[Records for pointing to objects in a photo]
╭──

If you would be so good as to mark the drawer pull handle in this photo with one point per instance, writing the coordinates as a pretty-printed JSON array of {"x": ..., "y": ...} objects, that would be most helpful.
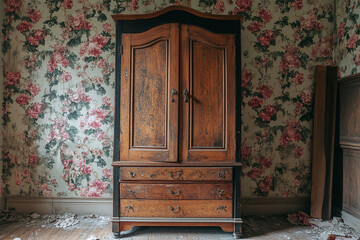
[
  {"x": 129, "y": 207},
  {"x": 132, "y": 174},
  {"x": 178, "y": 175},
  {"x": 223, "y": 208},
  {"x": 220, "y": 192},
  {"x": 131, "y": 192},
  {"x": 173, "y": 193},
  {"x": 174, "y": 210},
  {"x": 221, "y": 174}
]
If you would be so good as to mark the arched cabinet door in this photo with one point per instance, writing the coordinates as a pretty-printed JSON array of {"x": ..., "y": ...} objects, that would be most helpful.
[
  {"x": 207, "y": 107},
  {"x": 149, "y": 95}
]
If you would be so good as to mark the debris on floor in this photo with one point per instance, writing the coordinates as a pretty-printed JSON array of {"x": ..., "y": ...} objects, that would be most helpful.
[
  {"x": 334, "y": 229},
  {"x": 92, "y": 237},
  {"x": 299, "y": 218}
]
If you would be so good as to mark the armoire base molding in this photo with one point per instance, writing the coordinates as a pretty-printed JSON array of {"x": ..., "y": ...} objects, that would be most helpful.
[{"x": 103, "y": 206}]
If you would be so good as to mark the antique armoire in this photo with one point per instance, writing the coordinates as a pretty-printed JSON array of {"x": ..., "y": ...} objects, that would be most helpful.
[{"x": 177, "y": 123}]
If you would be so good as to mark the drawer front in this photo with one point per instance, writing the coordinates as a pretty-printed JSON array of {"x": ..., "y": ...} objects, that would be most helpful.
[
  {"x": 176, "y": 174},
  {"x": 176, "y": 191},
  {"x": 176, "y": 208}
]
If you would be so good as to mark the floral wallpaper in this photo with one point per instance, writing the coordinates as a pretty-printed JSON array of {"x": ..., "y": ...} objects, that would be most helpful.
[
  {"x": 58, "y": 101},
  {"x": 1, "y": 93},
  {"x": 347, "y": 44}
]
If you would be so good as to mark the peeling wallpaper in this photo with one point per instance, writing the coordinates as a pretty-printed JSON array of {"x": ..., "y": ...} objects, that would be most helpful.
[{"x": 58, "y": 101}]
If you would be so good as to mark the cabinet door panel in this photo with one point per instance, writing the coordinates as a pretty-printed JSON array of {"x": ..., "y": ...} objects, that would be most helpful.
[
  {"x": 208, "y": 117},
  {"x": 148, "y": 116}
]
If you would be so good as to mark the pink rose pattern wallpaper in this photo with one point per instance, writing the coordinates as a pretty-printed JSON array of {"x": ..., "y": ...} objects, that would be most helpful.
[
  {"x": 347, "y": 44},
  {"x": 58, "y": 101}
]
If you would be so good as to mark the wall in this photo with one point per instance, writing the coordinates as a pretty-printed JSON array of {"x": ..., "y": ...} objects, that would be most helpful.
[
  {"x": 347, "y": 44},
  {"x": 1, "y": 93},
  {"x": 59, "y": 92},
  {"x": 347, "y": 57}
]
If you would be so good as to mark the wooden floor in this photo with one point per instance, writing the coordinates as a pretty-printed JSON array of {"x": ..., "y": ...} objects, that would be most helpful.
[{"x": 260, "y": 228}]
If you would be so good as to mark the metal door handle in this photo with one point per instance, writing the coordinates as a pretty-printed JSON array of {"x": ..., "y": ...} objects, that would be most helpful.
[
  {"x": 186, "y": 95},
  {"x": 173, "y": 209},
  {"x": 173, "y": 193},
  {"x": 173, "y": 92},
  {"x": 178, "y": 174}
]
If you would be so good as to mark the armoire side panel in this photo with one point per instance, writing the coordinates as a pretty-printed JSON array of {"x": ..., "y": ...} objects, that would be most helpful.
[{"x": 208, "y": 110}]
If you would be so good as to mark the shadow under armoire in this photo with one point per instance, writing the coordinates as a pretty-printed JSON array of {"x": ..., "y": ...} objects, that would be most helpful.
[{"x": 177, "y": 124}]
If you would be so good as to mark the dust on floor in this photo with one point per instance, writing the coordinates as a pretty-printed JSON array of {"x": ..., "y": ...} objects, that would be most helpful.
[{"x": 299, "y": 226}]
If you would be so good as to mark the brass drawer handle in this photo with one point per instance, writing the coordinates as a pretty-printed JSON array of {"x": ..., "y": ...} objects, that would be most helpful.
[
  {"x": 223, "y": 208},
  {"x": 173, "y": 193},
  {"x": 173, "y": 92},
  {"x": 129, "y": 207},
  {"x": 178, "y": 175},
  {"x": 132, "y": 174},
  {"x": 174, "y": 210},
  {"x": 221, "y": 174}
]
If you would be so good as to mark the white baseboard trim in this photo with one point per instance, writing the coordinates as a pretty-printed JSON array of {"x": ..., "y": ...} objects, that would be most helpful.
[
  {"x": 103, "y": 206},
  {"x": 47, "y": 205},
  {"x": 350, "y": 220}
]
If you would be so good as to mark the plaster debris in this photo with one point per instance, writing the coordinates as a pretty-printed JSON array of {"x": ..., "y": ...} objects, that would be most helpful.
[
  {"x": 66, "y": 220},
  {"x": 334, "y": 229},
  {"x": 92, "y": 237}
]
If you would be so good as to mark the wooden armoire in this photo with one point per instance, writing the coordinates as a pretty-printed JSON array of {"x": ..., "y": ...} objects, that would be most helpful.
[{"x": 177, "y": 123}]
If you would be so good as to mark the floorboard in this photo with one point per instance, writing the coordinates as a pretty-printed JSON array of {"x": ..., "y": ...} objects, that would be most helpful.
[{"x": 257, "y": 228}]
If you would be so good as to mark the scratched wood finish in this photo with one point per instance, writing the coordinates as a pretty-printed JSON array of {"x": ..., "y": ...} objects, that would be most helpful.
[
  {"x": 349, "y": 131},
  {"x": 149, "y": 119},
  {"x": 176, "y": 191},
  {"x": 176, "y": 208},
  {"x": 149, "y": 108},
  {"x": 176, "y": 174},
  {"x": 208, "y": 117},
  {"x": 226, "y": 227},
  {"x": 323, "y": 141}
]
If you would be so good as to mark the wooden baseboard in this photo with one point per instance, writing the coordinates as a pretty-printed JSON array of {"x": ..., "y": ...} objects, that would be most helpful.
[
  {"x": 350, "y": 220},
  {"x": 103, "y": 206},
  {"x": 274, "y": 206},
  {"x": 46, "y": 205}
]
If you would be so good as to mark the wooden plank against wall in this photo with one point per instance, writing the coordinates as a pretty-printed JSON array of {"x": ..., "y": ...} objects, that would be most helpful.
[{"x": 323, "y": 141}]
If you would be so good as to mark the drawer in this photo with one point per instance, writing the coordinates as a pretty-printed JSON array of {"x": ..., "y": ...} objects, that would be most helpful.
[
  {"x": 176, "y": 191},
  {"x": 176, "y": 208},
  {"x": 176, "y": 174}
]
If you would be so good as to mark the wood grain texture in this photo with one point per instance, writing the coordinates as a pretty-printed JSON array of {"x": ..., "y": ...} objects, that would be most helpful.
[
  {"x": 175, "y": 191},
  {"x": 176, "y": 208},
  {"x": 208, "y": 118},
  {"x": 323, "y": 141},
  {"x": 351, "y": 182},
  {"x": 149, "y": 120},
  {"x": 176, "y": 174},
  {"x": 350, "y": 143}
]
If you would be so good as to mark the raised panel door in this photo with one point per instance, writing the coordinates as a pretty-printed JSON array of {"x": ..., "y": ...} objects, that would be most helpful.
[
  {"x": 149, "y": 103},
  {"x": 207, "y": 107}
]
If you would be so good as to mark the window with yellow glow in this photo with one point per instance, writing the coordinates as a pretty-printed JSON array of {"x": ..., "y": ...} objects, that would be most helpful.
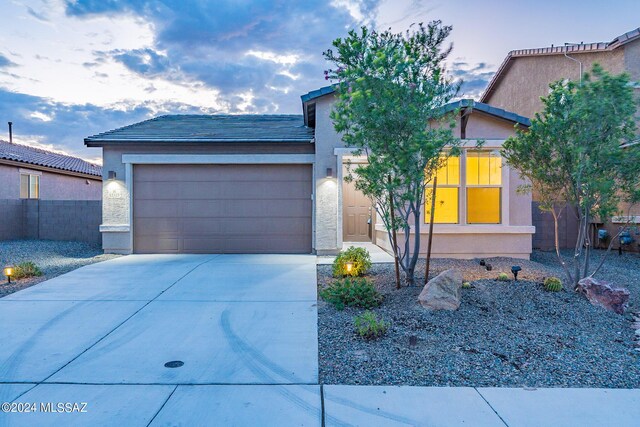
[
  {"x": 484, "y": 192},
  {"x": 447, "y": 194}
]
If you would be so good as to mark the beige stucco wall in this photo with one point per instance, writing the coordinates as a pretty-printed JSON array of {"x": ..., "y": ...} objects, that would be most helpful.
[
  {"x": 528, "y": 78},
  {"x": 328, "y": 190},
  {"x": 511, "y": 238},
  {"x": 53, "y": 186}
]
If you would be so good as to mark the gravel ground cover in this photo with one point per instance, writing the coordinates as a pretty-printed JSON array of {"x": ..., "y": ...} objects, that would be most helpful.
[
  {"x": 53, "y": 257},
  {"x": 504, "y": 333}
]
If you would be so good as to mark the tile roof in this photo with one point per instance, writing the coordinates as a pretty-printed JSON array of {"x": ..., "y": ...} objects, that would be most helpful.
[
  {"x": 318, "y": 93},
  {"x": 571, "y": 49},
  {"x": 37, "y": 156},
  {"x": 488, "y": 109},
  {"x": 210, "y": 128}
]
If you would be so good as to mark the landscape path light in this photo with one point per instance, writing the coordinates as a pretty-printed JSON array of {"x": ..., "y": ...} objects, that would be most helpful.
[
  {"x": 349, "y": 267},
  {"x": 514, "y": 270},
  {"x": 9, "y": 271}
]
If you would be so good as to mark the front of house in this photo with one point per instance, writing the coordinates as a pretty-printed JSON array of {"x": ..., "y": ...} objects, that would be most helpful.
[{"x": 274, "y": 184}]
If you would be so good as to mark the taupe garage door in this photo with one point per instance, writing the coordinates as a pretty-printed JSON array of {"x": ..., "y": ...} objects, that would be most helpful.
[{"x": 222, "y": 208}]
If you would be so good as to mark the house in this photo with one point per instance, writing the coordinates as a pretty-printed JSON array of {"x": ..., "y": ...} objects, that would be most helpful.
[
  {"x": 524, "y": 77},
  {"x": 33, "y": 173},
  {"x": 273, "y": 183},
  {"x": 48, "y": 195}
]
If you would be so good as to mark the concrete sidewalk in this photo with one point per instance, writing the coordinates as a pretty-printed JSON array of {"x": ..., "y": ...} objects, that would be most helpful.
[
  {"x": 331, "y": 405},
  {"x": 245, "y": 327}
]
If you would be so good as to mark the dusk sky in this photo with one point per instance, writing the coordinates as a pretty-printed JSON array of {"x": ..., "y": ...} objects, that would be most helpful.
[{"x": 73, "y": 68}]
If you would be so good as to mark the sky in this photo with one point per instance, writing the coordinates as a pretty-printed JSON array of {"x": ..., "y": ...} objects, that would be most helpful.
[{"x": 74, "y": 68}]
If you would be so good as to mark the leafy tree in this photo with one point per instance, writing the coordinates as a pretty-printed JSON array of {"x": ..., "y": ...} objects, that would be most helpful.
[
  {"x": 391, "y": 89},
  {"x": 574, "y": 154}
]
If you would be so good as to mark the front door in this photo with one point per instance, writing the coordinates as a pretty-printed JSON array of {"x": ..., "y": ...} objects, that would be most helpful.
[{"x": 356, "y": 213}]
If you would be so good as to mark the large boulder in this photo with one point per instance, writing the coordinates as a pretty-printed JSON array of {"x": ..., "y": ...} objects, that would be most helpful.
[
  {"x": 442, "y": 292},
  {"x": 604, "y": 294}
]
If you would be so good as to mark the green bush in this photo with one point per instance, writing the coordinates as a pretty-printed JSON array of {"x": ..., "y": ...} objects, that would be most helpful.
[
  {"x": 552, "y": 284},
  {"x": 368, "y": 326},
  {"x": 352, "y": 292},
  {"x": 360, "y": 259},
  {"x": 25, "y": 270},
  {"x": 503, "y": 277}
]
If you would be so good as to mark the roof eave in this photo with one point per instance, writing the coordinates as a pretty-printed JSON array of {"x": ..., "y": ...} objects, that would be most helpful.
[{"x": 37, "y": 166}]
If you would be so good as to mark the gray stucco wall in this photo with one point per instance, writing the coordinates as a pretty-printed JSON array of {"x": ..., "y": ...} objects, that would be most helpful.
[{"x": 53, "y": 186}]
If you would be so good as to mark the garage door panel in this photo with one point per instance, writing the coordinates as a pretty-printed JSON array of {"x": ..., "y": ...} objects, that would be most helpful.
[
  {"x": 157, "y": 209},
  {"x": 222, "y": 208},
  {"x": 157, "y": 226}
]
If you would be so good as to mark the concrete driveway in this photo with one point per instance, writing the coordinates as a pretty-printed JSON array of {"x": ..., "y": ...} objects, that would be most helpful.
[{"x": 244, "y": 327}]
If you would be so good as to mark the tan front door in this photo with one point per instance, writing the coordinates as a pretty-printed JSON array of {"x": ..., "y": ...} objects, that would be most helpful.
[
  {"x": 222, "y": 208},
  {"x": 356, "y": 213}
]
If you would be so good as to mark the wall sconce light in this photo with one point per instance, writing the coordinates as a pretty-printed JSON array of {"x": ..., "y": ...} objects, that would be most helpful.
[
  {"x": 8, "y": 271},
  {"x": 514, "y": 270}
]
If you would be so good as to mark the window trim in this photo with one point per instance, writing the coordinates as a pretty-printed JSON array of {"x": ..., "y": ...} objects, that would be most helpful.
[
  {"x": 468, "y": 186},
  {"x": 31, "y": 178},
  {"x": 457, "y": 186}
]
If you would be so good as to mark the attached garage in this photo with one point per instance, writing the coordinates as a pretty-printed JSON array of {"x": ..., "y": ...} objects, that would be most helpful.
[{"x": 222, "y": 208}]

╰──

* **Description of the task**
Copy the records from the line with "If you would be so good as to mark the garage" through the end of the records, swapping "concrete" for "asphalt" and leaving everything else unchanged.

* **Solution to this problem**
If you would be so good as to mark the garage door panel in this photo with one point per instance, writing the coordinates as a pretty-printed JSON array of {"x": ..., "y": ...} objects, that would be most helpful.
[
  {"x": 157, "y": 209},
  {"x": 222, "y": 208},
  {"x": 157, "y": 226}
]
If you would be so good as to mark the asphalt driveway in this photo with one point per instance, writing the coordinates as a pretty-printed JSON array of {"x": ..., "y": ...} objects, that would be most helpful.
[{"x": 244, "y": 327}]
If you would be so good as to mark the tan front door in this photo with one point per instance, writing the coordinates as a pretty-printed JSON array of {"x": ..., "y": ...} objects, that would be most helpful.
[
  {"x": 222, "y": 208},
  {"x": 356, "y": 213}
]
If you would be so good as to mark the wall sconce light in this photo with one point per instance, writing the coordinates as a pretty-printed JSON array of {"x": ..., "y": ...} objects, that would be most helpful.
[
  {"x": 8, "y": 271},
  {"x": 514, "y": 270}
]
If you would be so good as to mark the window trim in this photo with one point per instance, writing the coordinates as a pretty-printed JSON array of {"x": ..., "y": ...} objects, that would be most helpful.
[
  {"x": 468, "y": 186},
  {"x": 31, "y": 178},
  {"x": 457, "y": 186}
]
If you would be so good as to mark the attached garage in this photo with one point per instance, writing the coordinates as a pretty-printed JSON array of {"x": ..., "y": ...} objects, that would be most helpful.
[{"x": 222, "y": 208}]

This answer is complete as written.